● Exercise prompt:
Set each record down exactly, excluding all images.

[Data for this task]

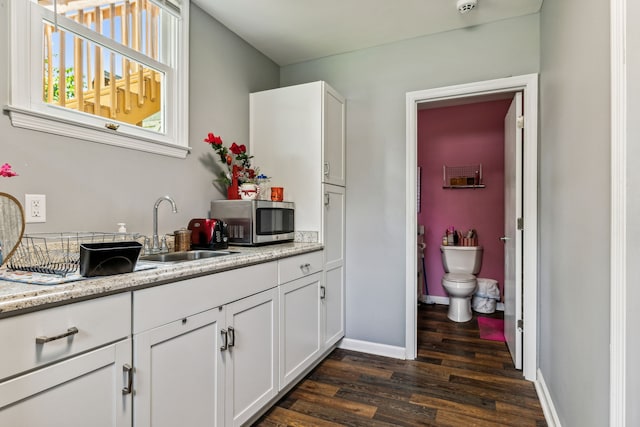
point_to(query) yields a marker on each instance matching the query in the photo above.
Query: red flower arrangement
(237, 162)
(6, 171)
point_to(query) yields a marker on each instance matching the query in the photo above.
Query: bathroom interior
(453, 134)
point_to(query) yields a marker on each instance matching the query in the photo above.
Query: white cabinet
(333, 295)
(205, 349)
(302, 127)
(250, 355)
(300, 314)
(179, 373)
(298, 132)
(334, 148)
(76, 361)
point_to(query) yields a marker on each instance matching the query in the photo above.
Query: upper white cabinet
(334, 166)
(297, 135)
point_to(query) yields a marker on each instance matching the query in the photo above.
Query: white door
(512, 236)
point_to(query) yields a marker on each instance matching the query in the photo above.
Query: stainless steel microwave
(255, 222)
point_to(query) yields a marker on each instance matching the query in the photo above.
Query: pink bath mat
(491, 329)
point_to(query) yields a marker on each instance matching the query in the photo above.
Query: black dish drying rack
(58, 253)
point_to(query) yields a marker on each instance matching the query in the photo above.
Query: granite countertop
(16, 297)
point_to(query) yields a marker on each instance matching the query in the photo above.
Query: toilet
(461, 264)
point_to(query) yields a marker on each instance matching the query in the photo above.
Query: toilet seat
(459, 277)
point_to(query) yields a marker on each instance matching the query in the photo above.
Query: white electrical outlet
(35, 206)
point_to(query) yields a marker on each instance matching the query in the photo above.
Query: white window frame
(27, 109)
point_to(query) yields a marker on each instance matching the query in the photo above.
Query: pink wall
(458, 136)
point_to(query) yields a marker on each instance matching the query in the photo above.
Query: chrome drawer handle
(128, 370)
(71, 331)
(232, 336)
(225, 340)
(305, 268)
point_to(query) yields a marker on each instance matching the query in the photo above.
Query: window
(110, 71)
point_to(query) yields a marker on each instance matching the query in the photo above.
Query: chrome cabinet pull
(225, 340)
(232, 336)
(128, 370)
(305, 268)
(71, 331)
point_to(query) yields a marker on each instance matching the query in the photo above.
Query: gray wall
(375, 82)
(93, 186)
(574, 209)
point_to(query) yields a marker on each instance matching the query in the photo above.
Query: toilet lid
(459, 277)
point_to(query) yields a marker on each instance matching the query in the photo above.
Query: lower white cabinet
(179, 376)
(250, 355)
(300, 326)
(68, 366)
(216, 367)
(333, 310)
(83, 391)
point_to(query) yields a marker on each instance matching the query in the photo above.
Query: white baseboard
(549, 410)
(373, 348)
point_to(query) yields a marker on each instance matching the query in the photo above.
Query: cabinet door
(333, 306)
(334, 274)
(179, 376)
(300, 341)
(83, 391)
(334, 225)
(251, 361)
(334, 137)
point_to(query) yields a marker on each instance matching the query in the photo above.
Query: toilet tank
(461, 259)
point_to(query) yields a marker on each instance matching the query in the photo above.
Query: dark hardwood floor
(457, 380)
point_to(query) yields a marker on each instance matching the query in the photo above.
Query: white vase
(248, 191)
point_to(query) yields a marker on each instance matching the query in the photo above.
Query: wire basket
(462, 176)
(58, 253)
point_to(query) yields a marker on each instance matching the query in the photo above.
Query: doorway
(527, 84)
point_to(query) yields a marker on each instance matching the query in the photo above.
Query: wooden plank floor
(457, 380)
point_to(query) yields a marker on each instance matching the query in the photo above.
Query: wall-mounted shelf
(468, 176)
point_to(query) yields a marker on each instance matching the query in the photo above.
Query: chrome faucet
(155, 248)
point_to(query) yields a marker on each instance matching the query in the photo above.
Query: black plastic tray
(106, 259)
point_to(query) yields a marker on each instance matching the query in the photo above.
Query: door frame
(528, 84)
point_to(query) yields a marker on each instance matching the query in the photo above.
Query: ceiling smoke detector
(465, 6)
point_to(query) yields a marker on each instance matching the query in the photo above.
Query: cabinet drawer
(153, 307)
(98, 322)
(299, 266)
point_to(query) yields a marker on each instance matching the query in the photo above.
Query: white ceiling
(291, 31)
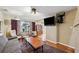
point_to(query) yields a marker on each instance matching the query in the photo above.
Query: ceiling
(24, 12)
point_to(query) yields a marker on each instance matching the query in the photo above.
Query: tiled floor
(46, 49)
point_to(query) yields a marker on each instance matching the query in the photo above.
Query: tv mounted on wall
(49, 21)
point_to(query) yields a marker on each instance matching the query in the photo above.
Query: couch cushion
(3, 41)
(12, 46)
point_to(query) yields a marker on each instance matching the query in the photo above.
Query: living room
(26, 30)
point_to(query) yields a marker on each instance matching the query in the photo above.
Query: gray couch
(9, 46)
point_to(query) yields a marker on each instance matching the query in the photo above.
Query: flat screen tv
(49, 21)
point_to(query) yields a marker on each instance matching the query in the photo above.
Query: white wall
(65, 29)
(74, 42)
(51, 33)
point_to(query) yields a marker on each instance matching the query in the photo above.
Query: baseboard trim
(61, 46)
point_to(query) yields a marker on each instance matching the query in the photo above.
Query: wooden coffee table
(35, 43)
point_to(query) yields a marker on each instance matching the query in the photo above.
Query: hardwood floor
(61, 46)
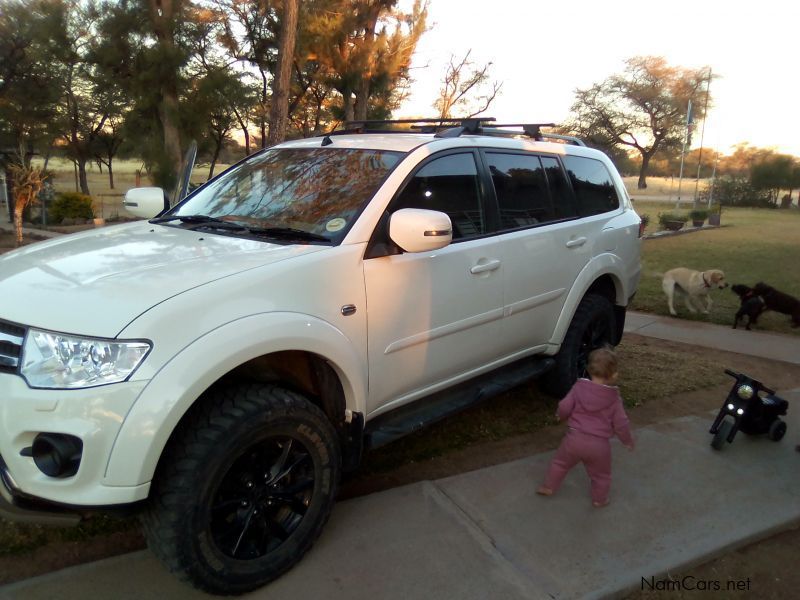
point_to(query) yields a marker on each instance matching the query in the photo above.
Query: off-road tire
(229, 453)
(721, 437)
(592, 326)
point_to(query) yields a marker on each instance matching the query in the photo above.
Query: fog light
(57, 454)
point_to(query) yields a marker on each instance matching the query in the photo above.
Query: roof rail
(448, 128)
(534, 130)
(425, 125)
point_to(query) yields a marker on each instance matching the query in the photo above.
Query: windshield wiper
(288, 232)
(201, 221)
(187, 219)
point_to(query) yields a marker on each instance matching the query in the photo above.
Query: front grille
(11, 338)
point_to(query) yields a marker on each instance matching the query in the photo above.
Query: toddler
(595, 414)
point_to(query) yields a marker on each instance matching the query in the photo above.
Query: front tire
(592, 327)
(777, 430)
(721, 437)
(248, 484)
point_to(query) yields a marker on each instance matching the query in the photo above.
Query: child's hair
(602, 363)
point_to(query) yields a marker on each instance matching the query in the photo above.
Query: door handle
(576, 243)
(490, 265)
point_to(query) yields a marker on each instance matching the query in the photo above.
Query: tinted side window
(521, 188)
(563, 204)
(448, 184)
(593, 185)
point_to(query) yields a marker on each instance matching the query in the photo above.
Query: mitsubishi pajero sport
(218, 366)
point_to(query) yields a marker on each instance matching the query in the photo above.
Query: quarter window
(522, 192)
(450, 185)
(593, 185)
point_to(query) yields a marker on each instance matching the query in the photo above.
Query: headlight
(58, 361)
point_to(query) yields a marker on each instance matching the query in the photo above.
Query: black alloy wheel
(245, 488)
(262, 499)
(592, 327)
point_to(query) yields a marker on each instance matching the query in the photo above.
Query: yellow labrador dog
(694, 285)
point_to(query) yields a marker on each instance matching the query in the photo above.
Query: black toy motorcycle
(750, 407)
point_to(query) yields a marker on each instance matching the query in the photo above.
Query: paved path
(486, 534)
(783, 347)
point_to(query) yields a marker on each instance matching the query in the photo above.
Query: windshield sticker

[/Data for this task]

● Answer to this task:
point_to(query) yields a marker on each instance matching the query in the photo above.
Query: red flower arrangement
(237, 162)
(6, 171)
point_to(query) yields a marker on each instance matching the query in the photo above.
Query: bathroom interior
(453, 134)
point_to(query) yields a marker on each instance matching the query in the photo above.
Query: white cabinet
(333, 295)
(205, 349)
(302, 127)
(250, 355)
(300, 314)
(179, 373)
(298, 132)
(334, 148)
(76, 361)
point_to(query) yields a marker on each instance matching the query in the photo above.
Query: upper white cabinet
(334, 166)
(297, 135)
point_to(query) yields a marker on each instance matching the query in the photo above.
Query: white door
(512, 236)
point_to(query) yields a marker on each instance matching the query in the photo above.
Query: stainless steel microwave
(255, 222)
point_to(query) yields a marker on each instance matching the query in the photo above.
Query: pink bath mat
(491, 329)
point_to(query) yields a marker on each instance matching the query in the photo above.
Query: black dish drying rack
(58, 253)
point_to(query) yields a marker on each instance matching the query in the photo above.
Query: granite countertop
(16, 297)
point_to(query) yields a marker on each instance matching the query in the photo above.
Query: toilet
(461, 264)
point_to(query) yields a marker on each instance matching the query in the photo above.
Query: toilet seat
(459, 277)
point_to(query) yields a marker on each instance matching the query in the photo above.
Query: white electrical outlet
(35, 206)
point_to(query) yields a marker on each instance matching the query in the photo above.
Query: white window frame
(27, 109)
point_to(query) yields a marker on each instance matching the query in the photo above.
Query: pink wall
(458, 136)
point_to(query) yields a marker on each instance matching the query in the photo above.
Query: chrome drawer handle
(128, 370)
(71, 331)
(232, 336)
(225, 340)
(305, 268)
point_to(query) yields a marker on each instance matching the query in the photo above.
Query: window
(110, 71)
point_to(query) yields a marker on each instance matching the query in the photo above.
Query: chrome cabinet pull
(225, 340)
(232, 336)
(128, 370)
(305, 268)
(71, 331)
point_to(query) yields a marker on each instance matching the query in the photo above.
Query: gray wall
(375, 82)
(93, 186)
(574, 209)
point_to(query) yields a marker on each instance matching the query in the photo above.
Query: toilet lid
(459, 277)
point_to(query) yields a marker on each instance matching the query in the photo above.
Query: lower white cabinet
(179, 376)
(250, 355)
(300, 326)
(68, 366)
(216, 367)
(333, 310)
(83, 391)
point_to(query) yields a marker on each instance matching the query in the photo above.
Query: white baseboard
(549, 410)
(373, 348)
point_to(query) yields a marker on each instance matching the query in the photo above.
Query: cabinet door
(333, 306)
(334, 274)
(179, 376)
(300, 341)
(83, 391)
(334, 225)
(251, 361)
(334, 137)
point_to(query) yields a marker on each instance matching the query in the photo above.
Query: toilet tank
(461, 259)
point_to(query) yields a marker on each instance matching the query in the photo above.
Query: dark hardwood floor
(457, 380)
point_to(query) yields a marker on each instance matching the query in the photo above.
Query: white vase
(248, 191)
point_to(query) yields a marker on each instance matching the query in the photo above.
Query: wire basket
(462, 176)
(58, 253)
point_to(query) yields a marker on each instance matching the query in the photo above.
Query: doorway
(527, 84)
point_to(query) yields a marker on each instance matching the query in the photo above.
Query: wooden plank floor
(457, 380)
point_to(query) yields a marker on each instance matching the query in the photo above.
Query: wall-mounted shelf
(468, 176)
point_to(query) yields a marker on each instance matching the query in the photo above.
Query: chrome faucet
(155, 248)
point_to(query) yields a marker on each instance matching the query in the photo above.
Query: black plastic tray
(106, 259)
point_to(query) yields a marker on each instance matching the query in the photo above.
Query: door frame
(528, 84)
point_to(query) yields a marker on each instance matching the query in the photo above.
Query: ceiling smoke detector
(465, 6)
point_to(query) yields a marker on each instance matching the query in the photo above.
Query: cabinet drawer
(153, 307)
(98, 322)
(299, 266)
point_to(query) yields a marker on each instance matching the query in the photo above.
Query: white ceiling
(291, 31)
point_to(query) yields a marker on each instance matching the query in the photo above.
Query: ceiling
(24, 12)
point_to(query) yields a marker on each instance matching the query in the photo above.
Query: tiled floor
(46, 49)
point_to(query) yields a marker on each instance matching the query in the photo above.
Query: tv mounted on wall
(49, 21)
point_to(query) yields a marker on each instance matching the query in the photo above.
Query: couch cushion
(3, 41)
(12, 46)
point_to(query) yields a marker on each instance matching the query in the photo above.
Query: living room
(26, 30)
point_to(query) yields a marker on each instance matching the query in the photo above.
Query: gray couch
(9, 46)
point_to(query) yields a marker on each instance matching the query in the photo above.
Query: flat screen tv
(49, 21)
point_to(query) yields a marker on each instance matching the query in the photo above.
Query: white wall
(65, 29)
(74, 42)
(51, 33)
point_to(query) yields a marker on each instance matching the query in the photo above.
Query: baseboard trim
(61, 46)
point_to(query) yields a marker on each instance matching the query in the photo above.
Query: wooden coffee table
(35, 43)
point_to(query) yields a marker on each instance matching the query in the photo above.
Query: hardwood floor
(61, 46)
point_to(query) yields a marker on each instance matching the query in the photo above.
Query: off-road tire
(229, 453)
(721, 437)
(592, 326)
point_to(query) yields a marker on each instance matching the query in the photo above.
Query: fog light
(57, 454)
point_to(query) yields a marker on each instance matching the query in the photo above.
Query: roof rail
(448, 128)
(534, 130)
(425, 125)
point_to(query) yields a marker on each instance matching the query in the photo above.
Query: windshield wiper
(288, 232)
(201, 221)
(187, 219)
point_to(query) yields a marker on each instance matching the query in the photo above.
Query: front grille
(11, 338)
point_to(query) yields a marker on each instance matching the query in the photo above.
Query: toddler
(595, 414)
point_to(query) yields a marker on each instance matching the query in the photo above.
Query: front tire
(592, 327)
(777, 430)
(721, 437)
(248, 484)
point_to(query) yields a marker on each instance matching the query in the photo above.
Query: child's hair
(602, 363)
point_to(query) yields a marker on each instance matching the query in the photo above.
Query: door handle
(576, 243)
(490, 265)
point_to(query) yields a marker on each instance matching the query in the photo above.
Query: tinted side window
(521, 188)
(563, 204)
(448, 184)
(593, 185)
point_to(query) yields a marker on each instance matching the query in the photo above.
Query: mitsubishi pajero sport
(218, 366)
point_to(query) yields a marker on each instance matching the query in the photo above.
Query: quarter window
(522, 192)
(450, 185)
(593, 185)
point_to(query) yields a marker on each instance matching the query in the photo above.
Query: headlight
(58, 361)
point_to(query) yields a marker on each instance matching the query in the photo above.
Query: black alloy wheel
(245, 488)
(262, 499)
(592, 327)
point_to(query) yields a marker on each instance matching the query in the photo above.
Query: yellow labrador dog
(694, 285)
point_to(query) yields a marker on each instance matching the query in the photo above.
Query: black toy motorcycle
(750, 407)
point_to(query) yields a marker on each instance matching the query in the photo above.
Query: paved path
(486, 534)
(783, 347)
point_to(query) yields a marker on each instance matching the query in the photo above.
Query: windshield sticker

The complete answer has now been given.